───── INFORMATION GIVEN

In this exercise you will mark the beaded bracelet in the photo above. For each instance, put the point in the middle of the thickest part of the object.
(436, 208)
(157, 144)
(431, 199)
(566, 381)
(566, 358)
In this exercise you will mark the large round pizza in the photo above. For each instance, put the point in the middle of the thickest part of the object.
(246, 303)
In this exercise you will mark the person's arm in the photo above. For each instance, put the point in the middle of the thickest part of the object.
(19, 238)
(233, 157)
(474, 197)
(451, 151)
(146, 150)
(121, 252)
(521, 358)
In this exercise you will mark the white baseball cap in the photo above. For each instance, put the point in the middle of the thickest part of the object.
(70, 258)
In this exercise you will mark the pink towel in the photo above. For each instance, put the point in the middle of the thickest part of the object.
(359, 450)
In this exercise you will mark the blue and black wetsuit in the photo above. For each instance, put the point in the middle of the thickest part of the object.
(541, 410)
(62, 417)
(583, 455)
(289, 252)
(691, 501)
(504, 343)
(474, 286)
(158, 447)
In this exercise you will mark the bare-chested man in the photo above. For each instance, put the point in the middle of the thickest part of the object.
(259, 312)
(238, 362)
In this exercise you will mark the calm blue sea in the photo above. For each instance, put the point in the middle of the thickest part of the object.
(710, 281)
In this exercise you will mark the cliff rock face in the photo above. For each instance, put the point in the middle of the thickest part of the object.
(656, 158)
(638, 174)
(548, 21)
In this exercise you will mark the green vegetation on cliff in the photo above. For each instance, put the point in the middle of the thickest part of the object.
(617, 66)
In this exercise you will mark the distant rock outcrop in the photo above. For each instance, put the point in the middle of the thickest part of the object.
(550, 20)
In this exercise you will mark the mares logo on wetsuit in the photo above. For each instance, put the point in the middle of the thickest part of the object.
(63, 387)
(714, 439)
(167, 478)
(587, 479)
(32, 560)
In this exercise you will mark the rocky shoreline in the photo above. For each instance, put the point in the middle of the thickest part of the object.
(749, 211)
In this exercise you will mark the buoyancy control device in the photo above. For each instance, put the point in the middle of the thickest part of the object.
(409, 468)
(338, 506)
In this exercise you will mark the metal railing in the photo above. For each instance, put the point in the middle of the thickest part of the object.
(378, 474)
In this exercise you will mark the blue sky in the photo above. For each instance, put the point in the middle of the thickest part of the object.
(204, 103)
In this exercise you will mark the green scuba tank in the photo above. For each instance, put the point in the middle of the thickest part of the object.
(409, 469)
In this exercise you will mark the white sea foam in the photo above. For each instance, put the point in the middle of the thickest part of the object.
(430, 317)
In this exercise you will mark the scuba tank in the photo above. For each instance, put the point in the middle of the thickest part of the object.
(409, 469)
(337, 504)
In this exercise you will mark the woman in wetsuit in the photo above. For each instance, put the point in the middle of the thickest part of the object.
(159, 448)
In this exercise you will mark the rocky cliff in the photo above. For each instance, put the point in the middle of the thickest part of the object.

──────────

EXERCISE INSTRUCTIONS: Reproduce every line of the data above without changing a word.

REPLY TO THE TASK:
In this exercise you will mark the beaded bracelet in the photo above. For each instance, put the point in the middle of the thickest part of the object.
(436, 208)
(157, 144)
(431, 199)
(566, 381)
(566, 358)
In this exercise you will mark the large round pizza in the photo above. For each instance, put the point in the middle of the thickest part of the object.
(246, 303)
In this exercise you will mark the person's arm in the photo above. For each instance, put the point in the middle of the thickest part of the object.
(19, 238)
(233, 157)
(474, 197)
(451, 151)
(146, 150)
(121, 252)
(521, 358)
In this exercise you will mark the white baseball cap in the photo above. For each instance, put the point in the middle of the thickest part of the object.
(70, 258)
In this exercise you will mark the pink towel in the photo above. For each instance, put the point in the middle of the thickest part of the object.
(359, 450)
In this exercise you will mark the blue and black wetsuit in the photo above. For each instance, put the point in the middle of the thickest part of the object.
(541, 410)
(62, 417)
(583, 455)
(289, 252)
(691, 501)
(504, 343)
(474, 286)
(158, 447)
In this exercise you will mark the bare-chested man in the photo above. For each instance, put the point in the middle of the thickest part of the object.
(259, 312)
(238, 362)
In this exercise you will mark the calm blue sea in the photo above. For each instance, put the point in the middle of the thickest part of the object.
(710, 281)
In this exercise you will mark the cliff rock face in the photo above. For each instance, put the point in the middle of the thickest part of the object.
(656, 158)
(638, 174)
(548, 21)
In this exercise you will mark the green vegetation on cliff in the photo above. For each instance, put the point in the middle of the thickest part of the object.
(617, 66)
In this exercise you will mark the distant rock outcrop in the photo above. For each instance, put the point in the middle of the thickest part of the object.
(550, 20)
In this exercise you will mark the mares logo on wetsuit in the photo above. For each instance, put the point in the middle of the thickest part of the object.
(63, 387)
(714, 439)
(167, 478)
(587, 479)
(32, 560)
In this exercise you will mark the rocky shoreline in the photo above. For each instance, put the point in the middle of the thickest part of the object.
(749, 211)
In this exercise you will mark the buoyancy control device in the photo above. For each instance, put the point in the middle of the thickest part of the object.
(409, 468)
(338, 506)
In this exercise you will mark the metal railing in the photo above. For each instance, put the point in the middle of the thickest part of the object.
(378, 474)
In this exercise you will mark the blue sky in the photo above. For each instance, put the point in the middle of the thickest part of the object.
(204, 103)
In this exercise you will mark the green scuba tank in the photo above. For each instance, put the point in the middle of the thickest part of the object.
(409, 469)
In this exercise you will mark the white sea foam in the photo above. For each instance, put the point in the middle of the thickest part of the object.
(430, 317)
In this exercise you will mark the scuba tank in the photo above. For each instance, put the point in the middle of the thickest part of the object.
(409, 469)
(337, 504)
In this exercise you will mark the woman in wetsuit in the photo above. For each instance, put the point in the middle of the thickest part of the object.
(159, 448)
In this exercise you will mark the rocky cliff in the photo above. For each instance, put the point in the middle of the thickest part of the object.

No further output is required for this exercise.